_SOURCE EXTRACT_:
But supporters of the project say opponents are misrepresenting it. They point out that the basics of the proposed land swap have not been significantly altered since well before Ms. Palin took office, in December 2006. Furthermore, while the measure before Congress would give the Department of the Interior the authority to approve the project, no money would be set aside under the current bill and several caveats could delay or stop the project outright.
“There is no earmark request here,” said Ms. Murkowski, the bill’s sponsor in the Senate (Representative Don Young, a Republican and the state’s lone Congressional representative, sponsored it in the House). “There is none pending. There hasn’t been any that was asked for.”
Ms. Murkowski said Democrats had demanded significant changes, including measures to require more environmental study and to give the interior secretary discretion to determine whether the project was in the “public interest.”
Opponents, however, say the bill as they interpret it essentially directs the secretary to find that the proposal is in the public interest. If that were to happen, the road could be financed by the state using money from the federal Highway Trust Fund, instead of an earmark, according to state transportation officials and Ms. Murkowski’s office. The road is not currently in the state transportation financing plan.
Versions of the bill have cleared key committees in the House and Senate and await floor votes. However, given the economic bailout plans Congress is considering, the prospect of a measure passing this year “looks grim,” said Bill Wicker, a spokesman for the Senate Committee on Energy and Natural Resources.

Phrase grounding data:

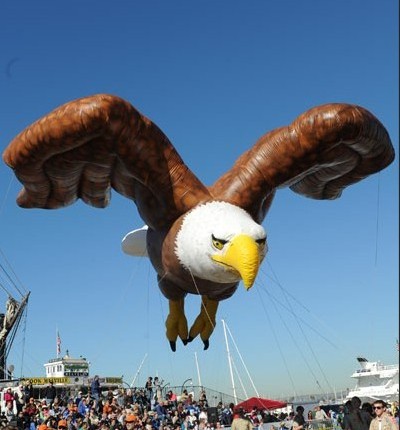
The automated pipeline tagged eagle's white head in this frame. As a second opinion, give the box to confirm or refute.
[175,201,267,289]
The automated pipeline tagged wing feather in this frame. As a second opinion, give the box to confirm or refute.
[210,103,394,222]
[3,94,210,228]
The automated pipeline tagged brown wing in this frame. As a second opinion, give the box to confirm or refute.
[3,94,209,229]
[210,104,394,222]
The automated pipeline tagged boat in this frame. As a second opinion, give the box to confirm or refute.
[346,357,399,403]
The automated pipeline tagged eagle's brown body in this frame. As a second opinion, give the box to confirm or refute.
[3,94,394,349]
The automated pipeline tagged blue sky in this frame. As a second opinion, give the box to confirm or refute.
[0,0,399,398]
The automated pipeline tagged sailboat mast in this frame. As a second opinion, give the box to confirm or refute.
[194,352,203,387]
[131,352,147,388]
[221,320,237,403]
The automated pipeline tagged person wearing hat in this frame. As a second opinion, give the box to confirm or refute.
[57,420,68,430]
[292,405,306,430]
[231,408,253,430]
[124,414,138,430]
[45,381,57,408]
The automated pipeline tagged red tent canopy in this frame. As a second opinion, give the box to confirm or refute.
[235,397,287,412]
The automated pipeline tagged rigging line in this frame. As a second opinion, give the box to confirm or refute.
[263,282,339,349]
[262,273,334,392]
[231,357,248,399]
[0,248,27,296]
[375,172,381,267]
[0,174,15,216]
[20,306,28,376]
[256,288,297,396]
[90,260,150,364]
[225,322,260,397]
[256,282,324,393]
[261,261,339,349]
[0,274,12,297]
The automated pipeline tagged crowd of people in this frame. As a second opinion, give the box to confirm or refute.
[0,377,399,430]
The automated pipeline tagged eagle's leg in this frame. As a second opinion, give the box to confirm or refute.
[188,296,219,349]
[165,298,188,351]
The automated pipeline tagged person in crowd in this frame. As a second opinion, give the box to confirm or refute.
[231,408,253,430]
[292,405,306,430]
[90,375,101,409]
[145,376,153,402]
[24,380,33,404]
[369,400,399,430]
[44,381,57,407]
[5,400,17,425]
[57,420,68,430]
[3,387,14,408]
[345,396,372,430]
[315,405,329,421]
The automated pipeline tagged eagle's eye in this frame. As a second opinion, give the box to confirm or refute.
[256,237,267,247]
[211,234,228,251]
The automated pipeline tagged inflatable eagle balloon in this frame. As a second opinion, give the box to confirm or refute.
[4,94,394,351]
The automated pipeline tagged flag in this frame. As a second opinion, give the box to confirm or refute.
[57,331,61,357]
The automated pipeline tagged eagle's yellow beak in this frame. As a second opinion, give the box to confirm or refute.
[212,234,260,290]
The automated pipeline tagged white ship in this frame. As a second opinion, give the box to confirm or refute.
[346,357,399,403]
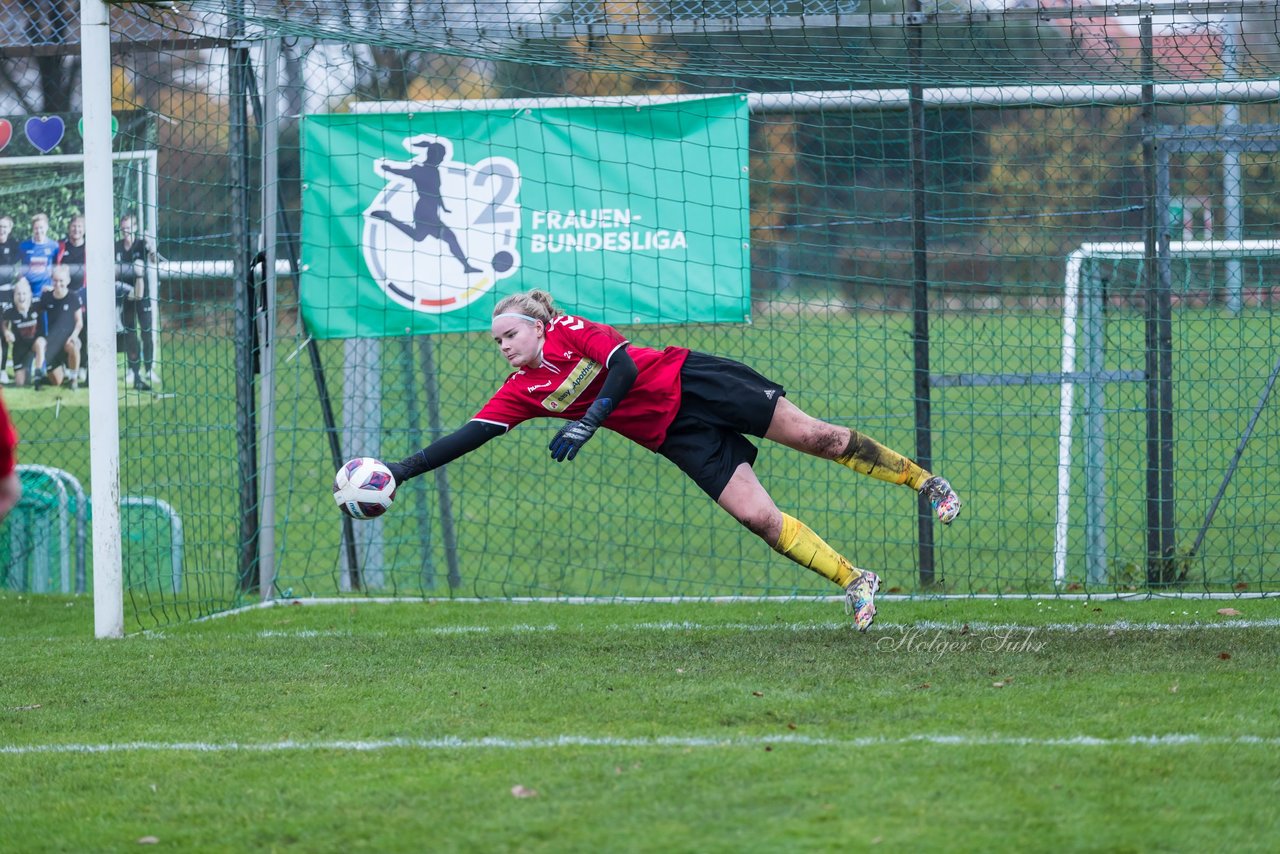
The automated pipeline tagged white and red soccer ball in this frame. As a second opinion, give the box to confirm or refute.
[333,457,396,519]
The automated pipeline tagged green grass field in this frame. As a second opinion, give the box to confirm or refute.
[0,300,1280,629]
[0,594,1280,851]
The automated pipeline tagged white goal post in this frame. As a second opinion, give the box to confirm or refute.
[1053,239,1280,585]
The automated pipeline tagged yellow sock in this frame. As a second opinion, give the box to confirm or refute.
[773,513,863,588]
[836,430,932,492]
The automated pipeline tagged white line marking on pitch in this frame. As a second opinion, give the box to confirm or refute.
[0,734,1280,755]
[235,618,1280,640]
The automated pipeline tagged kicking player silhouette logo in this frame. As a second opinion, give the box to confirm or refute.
[362,134,520,314]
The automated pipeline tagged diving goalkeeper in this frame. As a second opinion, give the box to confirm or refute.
[388,291,960,631]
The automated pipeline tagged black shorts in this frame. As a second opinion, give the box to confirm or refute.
[45,325,76,370]
[13,338,36,370]
[658,352,787,499]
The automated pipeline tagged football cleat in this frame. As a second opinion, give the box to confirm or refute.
[920,478,960,525]
[845,570,879,631]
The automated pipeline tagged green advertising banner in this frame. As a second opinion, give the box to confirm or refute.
[301,95,750,338]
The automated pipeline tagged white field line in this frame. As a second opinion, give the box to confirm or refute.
[230,617,1280,639]
[189,590,1280,622]
[0,734,1280,755]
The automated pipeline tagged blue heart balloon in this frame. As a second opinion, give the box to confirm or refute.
[24,115,67,154]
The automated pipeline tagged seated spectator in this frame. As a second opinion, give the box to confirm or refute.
[58,214,88,383]
[0,277,45,385]
[115,211,155,392]
[0,216,22,385]
[40,264,84,392]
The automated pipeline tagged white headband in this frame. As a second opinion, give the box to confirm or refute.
[493,311,541,323]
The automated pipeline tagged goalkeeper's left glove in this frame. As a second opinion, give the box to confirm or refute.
[549,397,613,462]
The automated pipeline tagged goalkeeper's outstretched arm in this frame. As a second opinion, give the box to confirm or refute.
[548,344,640,462]
[387,421,506,485]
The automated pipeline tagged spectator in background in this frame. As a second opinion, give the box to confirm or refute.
[0,216,22,385]
[0,278,45,385]
[40,264,84,392]
[19,214,59,300]
[0,386,22,521]
[115,213,155,392]
[58,214,88,383]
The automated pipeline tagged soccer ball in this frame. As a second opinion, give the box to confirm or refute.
[333,457,396,519]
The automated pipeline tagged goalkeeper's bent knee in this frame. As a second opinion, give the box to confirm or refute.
[836,430,929,490]
[773,513,861,588]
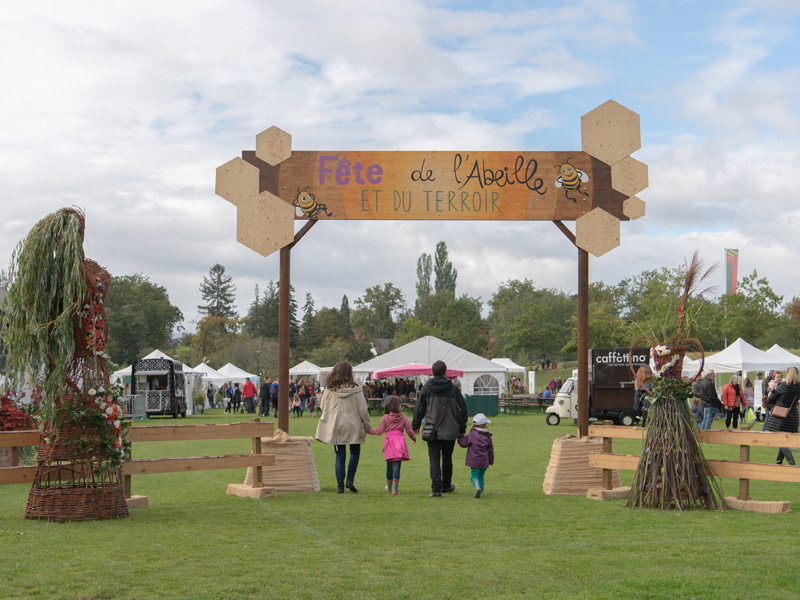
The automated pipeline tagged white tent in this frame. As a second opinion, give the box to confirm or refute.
[353,336,508,394]
[289,360,320,377]
[767,344,800,369]
[111,350,203,414]
[217,363,258,387]
[683,338,800,374]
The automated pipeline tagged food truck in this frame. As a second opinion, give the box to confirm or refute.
[545,348,650,425]
[131,358,186,418]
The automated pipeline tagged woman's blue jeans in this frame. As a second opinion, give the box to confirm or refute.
[333,444,361,492]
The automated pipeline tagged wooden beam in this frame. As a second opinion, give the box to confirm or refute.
[589,453,800,483]
[278,246,292,433]
[128,423,274,443]
[0,430,42,448]
[289,219,318,248]
[122,454,275,475]
[0,467,36,485]
[589,425,800,448]
[578,248,589,438]
[553,221,575,245]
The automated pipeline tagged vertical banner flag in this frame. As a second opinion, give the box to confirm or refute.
[725,249,739,294]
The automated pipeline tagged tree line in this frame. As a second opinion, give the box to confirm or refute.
[94,248,800,374]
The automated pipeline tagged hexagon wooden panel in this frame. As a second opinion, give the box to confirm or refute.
[581,100,642,165]
[236,192,294,256]
[622,196,645,221]
[575,208,620,256]
[214,156,259,206]
[256,125,292,167]
[611,156,649,196]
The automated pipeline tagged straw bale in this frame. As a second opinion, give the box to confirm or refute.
[244,429,320,494]
[542,435,621,496]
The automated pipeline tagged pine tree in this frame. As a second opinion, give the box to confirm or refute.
[197,263,236,318]
[433,242,458,297]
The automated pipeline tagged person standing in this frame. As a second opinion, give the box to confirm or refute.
[765,367,800,466]
[269,377,278,419]
[258,377,270,417]
[411,360,469,498]
[242,379,256,414]
[206,383,217,408]
[316,361,372,494]
[700,369,722,430]
[722,375,747,429]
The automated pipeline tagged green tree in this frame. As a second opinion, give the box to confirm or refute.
[433,242,458,296]
[439,294,488,355]
[197,263,236,317]
[105,273,183,364]
[720,270,783,345]
[353,283,405,340]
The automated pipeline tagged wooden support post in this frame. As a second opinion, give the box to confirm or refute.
[250,417,264,487]
[737,446,750,501]
[578,248,589,438]
[122,444,133,498]
[278,245,292,433]
[603,421,614,490]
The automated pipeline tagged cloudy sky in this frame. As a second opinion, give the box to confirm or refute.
[0,0,800,330]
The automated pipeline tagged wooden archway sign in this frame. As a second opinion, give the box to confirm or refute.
[216,100,648,437]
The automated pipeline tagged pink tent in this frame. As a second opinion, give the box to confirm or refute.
[372,363,464,379]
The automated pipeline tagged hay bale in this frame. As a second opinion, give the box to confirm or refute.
[542,435,621,496]
[244,429,320,494]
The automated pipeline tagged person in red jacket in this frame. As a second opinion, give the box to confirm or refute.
[242,379,256,413]
[722,375,747,429]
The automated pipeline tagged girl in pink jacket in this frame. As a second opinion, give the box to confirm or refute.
[367,396,417,496]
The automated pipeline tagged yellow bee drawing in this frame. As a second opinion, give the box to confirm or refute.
[555,159,589,204]
[292,188,333,219]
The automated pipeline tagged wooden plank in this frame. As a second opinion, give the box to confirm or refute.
[0,430,42,448]
[589,425,647,440]
[128,423,274,443]
[122,454,275,475]
[575,208,620,258]
[589,454,800,483]
[0,467,36,485]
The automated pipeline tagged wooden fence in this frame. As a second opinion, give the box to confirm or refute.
[0,418,275,498]
[589,425,800,501]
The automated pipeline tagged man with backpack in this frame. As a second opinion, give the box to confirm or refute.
[411,360,469,498]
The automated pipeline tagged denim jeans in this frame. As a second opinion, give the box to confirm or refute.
[700,406,717,429]
[333,444,361,492]
[428,440,456,494]
[386,460,403,481]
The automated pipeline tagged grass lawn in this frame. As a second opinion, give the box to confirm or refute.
[0,410,800,600]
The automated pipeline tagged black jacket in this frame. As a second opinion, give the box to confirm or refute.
[411,375,469,441]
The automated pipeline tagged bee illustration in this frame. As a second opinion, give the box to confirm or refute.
[555,158,589,204]
[292,188,333,219]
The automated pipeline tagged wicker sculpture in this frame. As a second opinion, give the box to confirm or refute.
[4,209,128,521]
[628,252,725,510]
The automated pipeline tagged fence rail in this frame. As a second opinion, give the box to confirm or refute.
[589,425,800,500]
[0,419,275,498]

_WHAT TO WORK ON_:
1. Decide whether each statement agrees with the land swap article: (a) Ms. Murkowski sponsored the bill in the Senate; (b) the road is in the state transportation financing plan; (c) Ms. Palin took office in December 2006. Answer each with yes or no and quote the words of the article that decide it.
2. Write out the part of the land swap article that begins at the words "Versions of the" and stops after "and Natural Resources.", swapping "grim" for "bleak".
3. Answer these questions from the land swap article:
(a) Who sponsored the bill in the House?
(b) Which federal fund could the state use to finance the road?
(c) Bill Wicker is a spokesman for which committee?
This data is separate material and not part of the land swap article.

_EXPECTED RESPONSES_:
1.
(a) Yes: "said Ms. Murkowski, the bill’s sponsor in the Senate"
(b) No: "The road is not currently in the state transportation financing plan."
(c) Yes: "before Ms. Palin took office, in December 2006"

2.
Versions of the bill have cleared key committees in the House and Senate and await floor votes. However, given the economic bailout plans Congress is considering, the prospect of a measure passing this year “looks bleak,” said Bill Wicker, a spokesman for the Senate Committee on Energy and Natural Resources.

3.
(a) Representative Don Young
(b) The Highway Trust Fund
(c) The Senate Committee on Energy and Natural Resources